>> start
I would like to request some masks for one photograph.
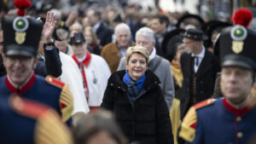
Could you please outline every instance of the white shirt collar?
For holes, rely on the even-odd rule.
[[[203,58],[205,56],[206,49],[205,49],[204,46],[202,46],[202,47],[203,47],[203,49],[201,51],[201,53],[199,53],[198,55],[195,55],[192,53],[192,56],[197,56],[198,58]]]
[[[79,60],[79,62],[83,62],[84,60],[86,58],[86,54],[85,54],[83,57],[81,57],[81,58],[79,58],[79,57],[77,57],[77,56],[76,56],[76,58],[78,59],[78,60]]]

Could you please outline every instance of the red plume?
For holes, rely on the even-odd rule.
[[[29,0],[15,0],[14,4],[17,9],[19,9],[17,12],[18,16],[24,16],[25,9],[32,5]]]
[[[241,25],[247,27],[253,20],[253,13],[245,8],[237,9],[232,16],[235,25]]]

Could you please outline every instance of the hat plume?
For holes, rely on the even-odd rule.
[[[29,0],[15,0],[14,5],[19,9],[17,12],[18,16],[25,15],[25,9],[29,8],[32,5],[32,3]]]

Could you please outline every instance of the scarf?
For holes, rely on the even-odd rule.
[[[123,81],[125,83],[125,84],[128,87],[128,95],[130,96],[130,99],[134,101],[136,97],[140,94],[141,89],[143,87],[144,82],[146,79],[145,73],[143,75],[143,77],[138,81],[132,80],[129,73],[126,72],[125,75],[123,78]]]

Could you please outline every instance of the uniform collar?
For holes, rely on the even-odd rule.
[[[13,83],[10,81],[9,78],[8,76],[6,76],[5,78],[5,84],[7,88],[13,93],[16,93],[16,94],[22,94],[24,92],[26,92],[26,90],[28,90],[34,84],[36,80],[36,75],[34,73],[34,72],[32,72],[32,73],[31,74],[31,76],[29,77],[29,78],[26,80],[26,82],[22,84],[21,86],[20,86],[19,88],[16,88]]]
[[[77,64],[79,64],[79,60],[76,58],[76,55],[72,55],[72,58],[74,60],[74,61],[77,63]],[[84,65],[86,67],[88,66],[90,61],[90,59],[91,59],[91,55],[89,52],[86,52],[86,57],[85,59],[82,61],[82,64]]]
[[[250,101],[250,102],[245,106],[244,107],[241,108],[241,109],[237,109],[236,107],[234,107],[233,106],[231,106],[230,104],[228,103],[226,98],[223,99],[223,104],[225,107],[226,109],[228,109],[228,111],[230,111],[230,112],[241,116],[243,115],[245,113],[247,113],[247,112],[249,112],[252,108],[253,108],[255,107],[256,104],[256,100],[255,100],[255,96],[253,95],[252,98],[252,101]]]

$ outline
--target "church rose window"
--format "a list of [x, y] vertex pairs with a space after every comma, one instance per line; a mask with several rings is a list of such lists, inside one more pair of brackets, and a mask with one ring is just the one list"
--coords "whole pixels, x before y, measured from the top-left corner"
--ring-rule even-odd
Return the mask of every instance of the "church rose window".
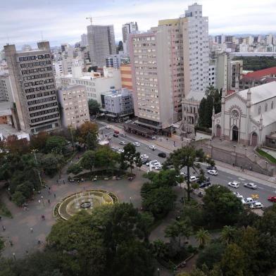
[[231, 114], [232, 114], [232, 117], [233, 117], [233, 118], [239, 118], [239, 111], [236, 109], [234, 109], [233, 111], [232, 111]]

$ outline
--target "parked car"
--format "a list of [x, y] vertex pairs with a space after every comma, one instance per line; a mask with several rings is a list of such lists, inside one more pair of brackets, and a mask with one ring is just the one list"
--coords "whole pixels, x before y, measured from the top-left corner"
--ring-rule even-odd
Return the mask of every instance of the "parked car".
[[218, 175], [218, 170], [208, 170], [208, 173], [211, 175]]
[[165, 158], [167, 156], [167, 154], [165, 153], [165, 152], [159, 152], [158, 154], [159, 157], [162, 157]]
[[190, 176], [190, 182], [195, 182], [199, 180], [199, 177], [196, 177], [195, 175]]
[[271, 202], [276, 202], [276, 196], [268, 196], [268, 201]]
[[203, 182], [199, 184], [199, 188], [203, 189], [211, 185], [212, 184], [211, 183], [210, 180], [203, 181]]
[[206, 168], [206, 169], [207, 169], [207, 170], [217, 170], [217, 167], [215, 167], [215, 166], [212, 166], [212, 165], [208, 166], [208, 167]]
[[250, 204], [249, 208], [251, 209], [262, 209], [263, 205], [261, 202], [255, 202], [253, 204]]
[[239, 182], [237, 182], [236, 181], [232, 181], [231, 182], [228, 182], [228, 186], [232, 187], [232, 188], [239, 188]]
[[249, 189], [257, 189], [257, 185], [254, 183], [245, 183], [244, 186]]

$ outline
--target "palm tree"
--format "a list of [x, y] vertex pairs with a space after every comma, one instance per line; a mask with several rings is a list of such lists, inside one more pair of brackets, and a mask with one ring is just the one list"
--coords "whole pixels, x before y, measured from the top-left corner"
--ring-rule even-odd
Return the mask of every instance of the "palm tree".
[[204, 247], [211, 241], [211, 236], [207, 230], [201, 229], [196, 232], [196, 239], [199, 243], [199, 247]]
[[221, 239], [226, 244], [229, 244], [234, 241], [236, 229], [232, 226], [225, 225], [221, 232]]

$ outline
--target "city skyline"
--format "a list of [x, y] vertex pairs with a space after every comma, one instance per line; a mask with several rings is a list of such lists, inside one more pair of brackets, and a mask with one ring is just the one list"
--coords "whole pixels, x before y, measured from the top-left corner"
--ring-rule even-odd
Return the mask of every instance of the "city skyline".
[[[177, 18], [194, 2], [173, 0], [168, 5], [168, 1], [163, 0], [150, 3], [146, 0], [104, 0], [97, 3], [80, 0], [77, 4], [64, 0], [58, 3], [30, 0], [26, 6], [18, 0], [11, 0], [1, 8], [0, 49], [7, 43], [33, 46], [39, 39], [49, 40], [52, 46], [77, 42], [86, 32], [86, 27], [90, 24], [86, 18], [91, 15], [95, 25], [114, 25], [118, 42], [122, 39], [123, 24], [137, 21], [139, 30], [146, 31], [157, 26], [158, 20]], [[264, 0], [261, 8], [258, 3], [249, 0], [231, 3], [201, 0], [198, 4], [203, 5], [203, 14], [209, 17], [210, 34], [275, 32], [276, 19], [272, 14], [276, 3], [272, 0]]]

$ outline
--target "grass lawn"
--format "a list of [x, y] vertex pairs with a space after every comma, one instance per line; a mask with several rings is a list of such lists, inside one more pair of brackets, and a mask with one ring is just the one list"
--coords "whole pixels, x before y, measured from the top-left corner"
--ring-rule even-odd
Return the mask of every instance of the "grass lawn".
[[265, 157], [265, 158], [268, 159], [271, 163], [274, 163], [276, 164], [276, 158], [272, 156], [270, 154], [268, 153], [265, 151], [263, 151], [262, 149], [260, 148], [257, 149], [257, 152], [262, 156]]

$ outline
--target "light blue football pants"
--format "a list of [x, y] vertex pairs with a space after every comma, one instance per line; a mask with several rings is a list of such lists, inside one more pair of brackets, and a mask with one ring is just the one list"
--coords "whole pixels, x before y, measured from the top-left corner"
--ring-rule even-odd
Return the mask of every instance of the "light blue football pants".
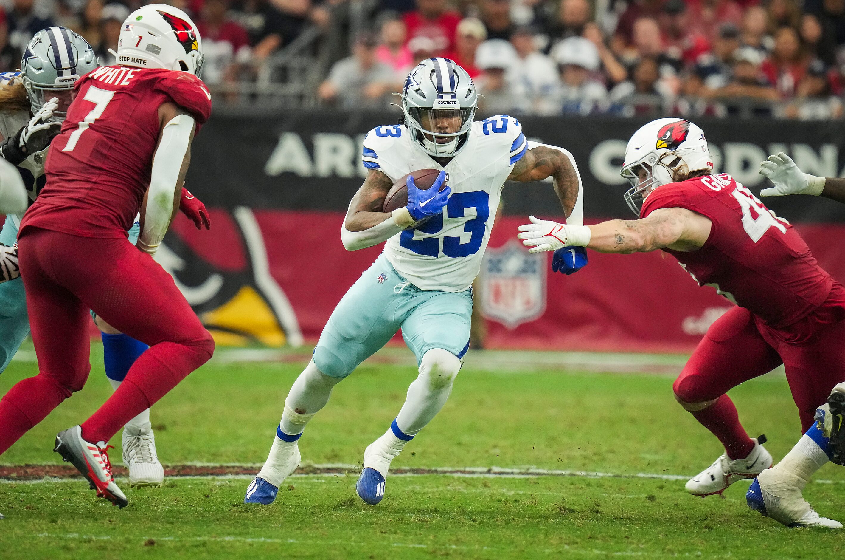
[[[14, 245], [18, 240], [18, 228], [22, 214], [9, 214], [0, 231], [0, 243]], [[30, 333], [30, 317], [26, 315], [26, 293], [20, 278], [0, 283], [0, 373], [12, 361], [24, 338]]]
[[346, 377], [400, 328], [417, 365], [433, 349], [462, 359], [469, 348], [472, 315], [472, 288], [420, 289], [382, 254], [335, 308], [314, 349], [314, 365], [327, 376]]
>> end
§ What is needed: Copy out every item above line for line, without changing a character, and leave the pictures out.

§ Written solution:
I would like to request some masks for one photograph.
Could you please outline every instance of the white shirt collar?
For holes, rely on the even-odd rule.
[[[203,58],[205,56],[206,49],[205,49],[204,46],[202,46],[202,47],[203,47],[203,49],[201,51],[201,53],[199,53],[198,55],[195,55],[192,53],[192,56],[197,56],[198,58]]]
[[[79,60],[79,62],[83,62],[84,60],[86,58],[86,54],[85,54],[83,57],[81,57],[81,58],[79,58],[79,57],[77,57],[77,56],[76,56],[76,58],[78,59],[78,60]]]

Could you please outline every instance of the red plume?
For holes, rely on the even-odd rule.
[[[29,0],[15,0],[14,4],[17,9],[19,9],[17,12],[18,16],[24,16],[25,9],[32,5]]]
[[[241,25],[247,27],[253,20],[253,13],[245,8],[237,9],[232,16],[235,25]]]

Could you please outline every instance of the hat plume?
For holes, rely on the even-odd rule.
[[[29,0],[15,0],[14,5],[19,9],[17,12],[18,16],[25,15],[25,9],[29,8],[32,5],[32,3]]]

Could you please outline every instance of the scarf?
For holes, rely on the even-odd rule.
[[[123,81],[125,83],[125,84],[128,87],[128,95],[130,96],[130,99],[134,101],[136,97],[140,94],[141,89],[143,87],[144,82],[146,79],[145,73],[143,75],[143,77],[138,81],[132,80],[129,73],[126,72],[125,75],[123,78]]]

Could you please outline every instance of the uniform collar?
For holes, rely on the even-odd rule.
[[[13,83],[10,81],[9,78],[8,76],[6,76],[5,78],[5,84],[7,88],[13,93],[16,93],[16,94],[22,94],[24,92],[26,92],[26,90],[28,90],[34,84],[36,80],[36,75],[34,73],[34,72],[32,72],[32,73],[31,74],[31,76],[29,77],[29,78],[26,80],[26,82],[22,84],[21,86],[20,86],[19,88],[16,88]]]
[[[77,64],[79,64],[79,60],[76,58],[76,55],[72,55],[72,58],[74,60],[74,61],[77,63]],[[84,65],[86,67],[88,66],[90,61],[90,59],[91,59],[91,55],[89,52],[86,52],[86,57],[85,59],[82,61],[82,64]]]
[[[250,101],[250,102],[245,106],[244,107],[241,108],[241,109],[237,109],[236,107],[234,107],[233,106],[231,106],[230,104],[228,103],[226,98],[223,99],[223,104],[225,107],[226,109],[228,109],[228,111],[230,111],[230,112],[241,116],[243,115],[245,113],[247,113],[247,112],[249,112],[252,108],[253,108],[255,107],[256,104],[256,100],[255,100],[255,96],[253,95],[252,98],[252,101]]]

$ outline
--target "church rose window"
--format "a list of [x, y] vertex pairs with a space after every comma, one instance per line; a mask with several rings is a list of such lists, inside one more pair of brackets, and a mask with one ring is just the one list"
--coords "whole pixels, x before y, measured from the top-left corner"
--ring-rule even-odd
Return the mask of every instance of the "church rose window".
[[231, 114], [232, 114], [232, 117], [233, 117], [233, 118], [239, 118], [239, 111], [236, 109], [234, 109], [233, 111], [232, 111]]

$ outline
--target "parked car"
--format "a list of [x, y] vertex pairs with a space after every comma, one instance per line; a mask with several rings is a list of such lists, inside one more pair of brackets, and a mask with one ring is just the one list"
--coords "whole pixels, x before y, measured from the top-left corner"
--ring-rule even-odd
Return the mask of every instance of the "parked car".
[[218, 175], [218, 170], [208, 170], [208, 173], [211, 175]]
[[165, 158], [167, 156], [167, 154], [165, 153], [165, 152], [159, 152], [158, 154], [159, 157], [162, 157]]
[[190, 176], [190, 182], [195, 182], [199, 180], [199, 177], [196, 177], [195, 175]]
[[271, 202], [276, 202], [276, 196], [268, 196], [268, 201]]
[[203, 182], [199, 184], [199, 188], [203, 189], [211, 185], [212, 184], [211, 183], [210, 180], [203, 181]]
[[206, 168], [206, 169], [207, 169], [207, 170], [217, 170], [217, 167], [215, 167], [215, 166], [212, 166], [212, 165], [208, 166], [208, 167]]
[[250, 204], [249, 208], [251, 209], [262, 209], [263, 205], [261, 202], [255, 202], [253, 204]]
[[239, 182], [237, 182], [236, 181], [232, 181], [231, 182], [228, 182], [228, 186], [232, 187], [232, 188], [239, 188]]
[[249, 189], [257, 189], [257, 185], [254, 183], [245, 183], [244, 186]]

$ outline
--target "palm tree"
--format "a list of [x, y] vertex pairs with a space after every comma, one instance per line; a mask with several rings is a list of such lists, inside one more pair of brackets, and a mask with one ring is just the one list"
--coords "whole pixels, x before y, measured from the top-left corner"
--ring-rule even-odd
Return the mask of every instance of the "palm tree".
[[204, 247], [211, 241], [211, 236], [207, 230], [201, 229], [196, 232], [196, 239], [199, 243], [199, 247]]
[[221, 239], [226, 244], [229, 244], [234, 241], [236, 229], [232, 226], [225, 225], [221, 232]]

$ outline
--target "city skyline"
--format "a list of [x, y] vertex pairs with a space after every comma, one instance per line; a mask with several rings is a list of such lists, inside one more pair of brackets, and a mask with one ring is just the one list"
--coords "whole pixels, x before y, measured from the top-left corner"
--ring-rule even-odd
Return the mask of every instance of the "city skyline".
[[[177, 18], [194, 2], [173, 0], [168, 5], [168, 1], [163, 0], [150, 3], [146, 0], [104, 0], [97, 3], [80, 0], [77, 4], [64, 0], [58, 3], [30, 0], [26, 6], [18, 0], [11, 0], [1, 8], [0, 49], [7, 43], [33, 46], [39, 39], [49, 40], [52, 46], [77, 42], [86, 32], [86, 27], [90, 24], [86, 18], [91, 15], [95, 25], [114, 25], [118, 42], [122, 39], [123, 24], [137, 21], [139, 30], [146, 31], [157, 26], [158, 20]], [[264, 0], [261, 8], [258, 3], [249, 0], [231, 3], [201, 0], [198, 4], [203, 5], [203, 14], [209, 17], [210, 34], [275, 32], [276, 19], [272, 14], [276, 3], [272, 0]]]

$ outline
--target "grass lawn"
--format "a list of [x, y] vertex pairs with a space after every comma, one instance per line; a mask with several rings is a list of such lists, inside one more pair of brackets, and a mask with one ring is just the one list"
--coords "whole pixels, x before y, measured from the top-left corner"
--ring-rule even-odd
Return the mask of every instance of the "grass lawn".
[[265, 157], [265, 158], [268, 159], [271, 163], [274, 163], [276, 164], [276, 158], [272, 156], [270, 154], [268, 153], [265, 151], [263, 151], [262, 149], [260, 148], [257, 149], [257, 152], [262, 156]]

$ outline
--target "light blue football pants"
--format "a list of [x, y] vertex pairs with a space after every comma, one instance per line; a mask with several rings is a list of such lists, inside one more pair of brackets, and a mask with one ring is just the one list"
--coords "whole pixels, x before y, measured from the top-left corner"
--ring-rule even-odd
Return the mask of every instance of the "light blue football pants".
[[[14, 245], [18, 240], [18, 228], [22, 214], [9, 214], [0, 231], [0, 243]], [[30, 333], [30, 317], [26, 315], [26, 293], [20, 278], [0, 283], [0, 373], [12, 361], [24, 338]]]
[[346, 377], [400, 328], [417, 365], [433, 349], [462, 359], [469, 348], [472, 315], [472, 288], [420, 289], [382, 254], [335, 308], [314, 349], [314, 365], [327, 376]]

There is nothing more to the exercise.